> [Exercise brief] Reproduce each of the entries below line for line, with no changes.

> [The input]
------------------------------------------------------------
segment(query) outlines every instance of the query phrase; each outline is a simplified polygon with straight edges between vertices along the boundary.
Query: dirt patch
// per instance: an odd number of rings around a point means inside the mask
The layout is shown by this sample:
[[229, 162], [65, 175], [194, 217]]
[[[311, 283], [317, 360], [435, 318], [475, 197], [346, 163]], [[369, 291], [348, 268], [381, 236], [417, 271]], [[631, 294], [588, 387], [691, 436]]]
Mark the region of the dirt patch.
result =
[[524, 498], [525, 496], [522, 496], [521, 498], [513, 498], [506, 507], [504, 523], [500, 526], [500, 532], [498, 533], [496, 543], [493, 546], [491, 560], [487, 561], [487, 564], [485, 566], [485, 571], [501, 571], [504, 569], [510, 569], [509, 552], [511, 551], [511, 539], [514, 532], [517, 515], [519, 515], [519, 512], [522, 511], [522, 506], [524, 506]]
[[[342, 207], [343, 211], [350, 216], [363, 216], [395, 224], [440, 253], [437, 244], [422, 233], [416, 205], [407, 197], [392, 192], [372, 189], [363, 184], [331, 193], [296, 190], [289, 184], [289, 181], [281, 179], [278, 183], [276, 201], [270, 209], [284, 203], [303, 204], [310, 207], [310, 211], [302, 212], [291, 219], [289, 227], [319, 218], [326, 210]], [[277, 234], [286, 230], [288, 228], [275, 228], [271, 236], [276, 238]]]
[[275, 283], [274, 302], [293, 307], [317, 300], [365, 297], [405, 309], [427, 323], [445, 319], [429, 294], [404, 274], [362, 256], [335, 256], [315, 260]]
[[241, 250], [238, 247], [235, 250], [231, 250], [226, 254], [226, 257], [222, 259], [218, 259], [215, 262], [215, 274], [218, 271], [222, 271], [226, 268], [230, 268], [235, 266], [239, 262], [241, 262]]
------------------------------------------------------------
> [Solution for this task]
segment(query) outlines every instance of the query phrase; each outline is a simplified polygon with straight edges between vertices along the boundary.
Query: dirt patch
// per instance: an odd number of rings around a point means inside the mask
The layout is shown by this sample:
[[229, 162], [65, 175], [194, 217]]
[[[311, 283], [317, 360], [435, 318], [475, 197], [346, 163]], [[369, 291], [348, 268], [381, 236], [417, 271]], [[631, 294], [588, 387], [691, 436]]]
Mark the region of the dirt patch.
result =
[[524, 498], [525, 496], [522, 496], [521, 498], [513, 498], [506, 507], [504, 523], [500, 526], [500, 532], [498, 533], [496, 543], [493, 546], [491, 560], [487, 561], [487, 564], [485, 566], [485, 571], [501, 571], [504, 569], [510, 569], [509, 552], [511, 551], [511, 539], [514, 532], [517, 515], [519, 515], [519, 512], [522, 511], [522, 506], [524, 506]]
[[[342, 207], [343, 211], [350, 216], [363, 216], [395, 224], [440, 253], [437, 244], [422, 233], [416, 205], [407, 197], [392, 192], [372, 189], [363, 184], [331, 193], [296, 190], [289, 184], [289, 181], [281, 179], [278, 183], [276, 201], [270, 209], [284, 203], [303, 204], [310, 207], [310, 211], [302, 212], [291, 219], [289, 227], [319, 218], [326, 210]], [[277, 234], [286, 230], [288, 228], [275, 228], [271, 236], [276, 238]]]
[[275, 283], [274, 302], [293, 307], [317, 300], [365, 297], [405, 309], [427, 323], [445, 319], [429, 294], [404, 274], [362, 256], [335, 256], [315, 260]]
[[241, 250], [238, 247], [235, 250], [231, 250], [226, 254], [226, 257], [222, 259], [218, 259], [215, 262], [215, 274], [218, 271], [222, 271], [226, 268], [230, 268], [235, 266], [239, 262], [241, 262]]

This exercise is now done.